+++ RECORDS TO USE
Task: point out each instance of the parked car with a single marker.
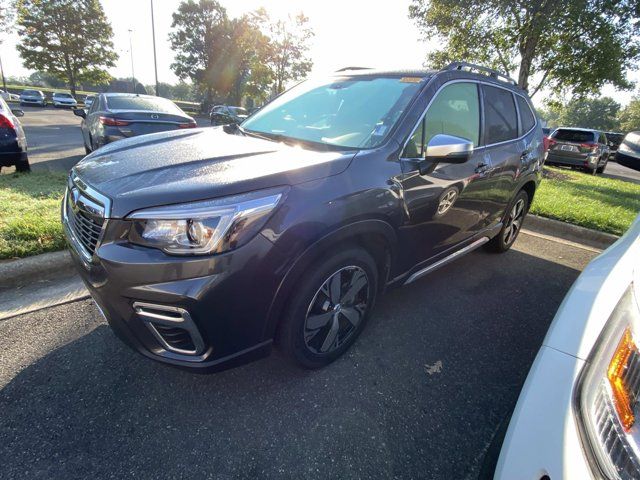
(225, 115)
(614, 142)
(13, 143)
(202, 247)
(114, 116)
(579, 147)
(628, 153)
(64, 100)
(33, 97)
(7, 96)
(546, 132)
(88, 100)
(576, 417)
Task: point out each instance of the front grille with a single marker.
(86, 228)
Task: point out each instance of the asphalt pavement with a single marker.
(420, 395)
(54, 137)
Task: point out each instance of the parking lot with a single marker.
(420, 395)
(55, 139)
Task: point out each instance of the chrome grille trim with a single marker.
(84, 216)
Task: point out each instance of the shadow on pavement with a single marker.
(93, 408)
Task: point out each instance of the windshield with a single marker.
(154, 104)
(567, 135)
(355, 112)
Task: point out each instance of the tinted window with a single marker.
(526, 116)
(500, 119)
(356, 111)
(143, 103)
(578, 136)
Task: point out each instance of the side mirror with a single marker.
(448, 149)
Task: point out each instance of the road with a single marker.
(420, 395)
(55, 139)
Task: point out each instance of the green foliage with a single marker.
(590, 201)
(70, 39)
(598, 113)
(575, 45)
(231, 58)
(630, 116)
(30, 213)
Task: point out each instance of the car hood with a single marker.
(183, 166)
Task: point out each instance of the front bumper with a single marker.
(543, 437)
(227, 297)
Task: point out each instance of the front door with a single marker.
(447, 203)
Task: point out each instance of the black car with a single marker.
(628, 153)
(203, 247)
(615, 139)
(226, 115)
(13, 143)
(114, 116)
(579, 148)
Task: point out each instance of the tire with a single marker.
(325, 295)
(507, 236)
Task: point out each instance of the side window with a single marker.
(526, 115)
(500, 118)
(455, 111)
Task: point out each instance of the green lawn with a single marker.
(590, 201)
(30, 213)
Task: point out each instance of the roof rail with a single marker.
(471, 67)
(352, 68)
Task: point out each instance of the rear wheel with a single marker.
(512, 224)
(329, 309)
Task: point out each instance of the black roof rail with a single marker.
(471, 67)
(353, 68)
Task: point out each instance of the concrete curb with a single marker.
(569, 232)
(14, 271)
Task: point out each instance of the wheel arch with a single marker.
(377, 237)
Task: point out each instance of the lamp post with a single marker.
(155, 61)
(133, 75)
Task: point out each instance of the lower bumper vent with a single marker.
(173, 327)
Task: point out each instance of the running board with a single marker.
(446, 260)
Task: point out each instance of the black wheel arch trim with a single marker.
(350, 233)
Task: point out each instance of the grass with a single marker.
(30, 207)
(590, 201)
(30, 214)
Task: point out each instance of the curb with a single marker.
(14, 271)
(567, 231)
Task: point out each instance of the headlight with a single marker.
(206, 227)
(608, 392)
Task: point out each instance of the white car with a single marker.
(578, 415)
(63, 99)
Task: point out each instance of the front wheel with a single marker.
(329, 308)
(512, 224)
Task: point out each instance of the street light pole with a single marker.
(155, 61)
(133, 75)
(4, 84)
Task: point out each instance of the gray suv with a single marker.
(579, 147)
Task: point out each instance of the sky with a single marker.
(347, 33)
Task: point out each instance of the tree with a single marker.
++++++
Reproduce the listing exactly. The pictures are to be omitted.

Task: point out each instance of the parked car with a single marker.
(225, 115)
(614, 142)
(13, 143)
(202, 247)
(114, 116)
(579, 147)
(628, 153)
(64, 100)
(33, 97)
(7, 96)
(546, 132)
(88, 100)
(576, 417)
Task: point out each instance of the front grille with a single marker.
(86, 228)
Task: point out each instance of the asphalt pavement with a single marker.
(420, 395)
(54, 137)
Task: point out each instance of the parking lot with a single marker.
(420, 395)
(55, 139)
Task: point out each instance of the chrome grille trim with a single marker.
(84, 216)
Task: point out each instance of the shadow on pavement with a single marker.
(93, 408)
Task: point out each instance of the windshield with a single marker.
(154, 104)
(567, 135)
(355, 112)
Task: point out each instance of the tinted window with a single marker.
(526, 116)
(500, 119)
(356, 111)
(143, 103)
(578, 136)
Task: point out each instance of the side mirror with a single marker.
(448, 149)
Task: point out each instance of the road with a single marker.
(420, 395)
(55, 139)
Task: point out each instance of the green foliage with a single marker.
(590, 201)
(70, 39)
(598, 113)
(575, 45)
(231, 58)
(630, 116)
(30, 213)
Task: point out each instance of the car hood with a single marker.
(183, 166)
Task: point out each instance of the front bumper with a single marker.
(543, 437)
(227, 297)
Task: point out each instance of the front door with a single marker.
(447, 203)
Task: point out each instance of the black car with a single marker.
(628, 153)
(203, 247)
(615, 139)
(226, 115)
(13, 143)
(114, 116)
(579, 148)
Task: point out each instance of the tire with a single marker.
(325, 295)
(507, 236)
Task: point out each instance of the side window with a single marker.
(526, 115)
(500, 118)
(455, 111)
Task: point out each instance of the green lawn with a single marker.
(590, 201)
(30, 213)
Task: point out each instance of the roof rail with a single marker.
(471, 67)
(352, 68)
Task: point out each instance of the rear wheel with a single marker.
(512, 224)
(329, 309)
Task: point out each instance of the black roof rail with a single marker.
(471, 67)
(353, 68)
Task: point out each instance of the concrete curb with a single marker.
(569, 232)
(14, 271)
Task: point out each instance of the wheel arch with a single marker.
(377, 237)
Task: point out each instance of the lamp post with a single marker.
(155, 61)
(133, 75)
Task: point out each instance of the lower bumper vent with a single marker.
(173, 327)
Task: point out each instance of the running board with a single marker.
(446, 260)
Task: point out each instance of the black wheel arch trim with a single marker.
(350, 233)
Task: point out each instance of the grass with a single marker.
(30, 207)
(590, 201)
(30, 214)
Task: point out each instance of the curb with a single marker.
(14, 271)
(567, 231)
Task: point out each instance of the headlight with a single marker.
(206, 227)
(608, 392)
Task: point out each instance of the white car with a single marker.
(578, 415)
(63, 99)
Task: point out each instance of the front wheel with a single marker.
(329, 308)
(512, 224)
Task: point out each instance of the street light pole with a single marker.
(155, 61)
(133, 75)
(4, 84)
Task: point out each instance of the gray suv with a single marker.
(579, 147)
Task: point out each instance of the sky with a single marker.
(347, 33)
Task: point out each instance of the tree with a single marker.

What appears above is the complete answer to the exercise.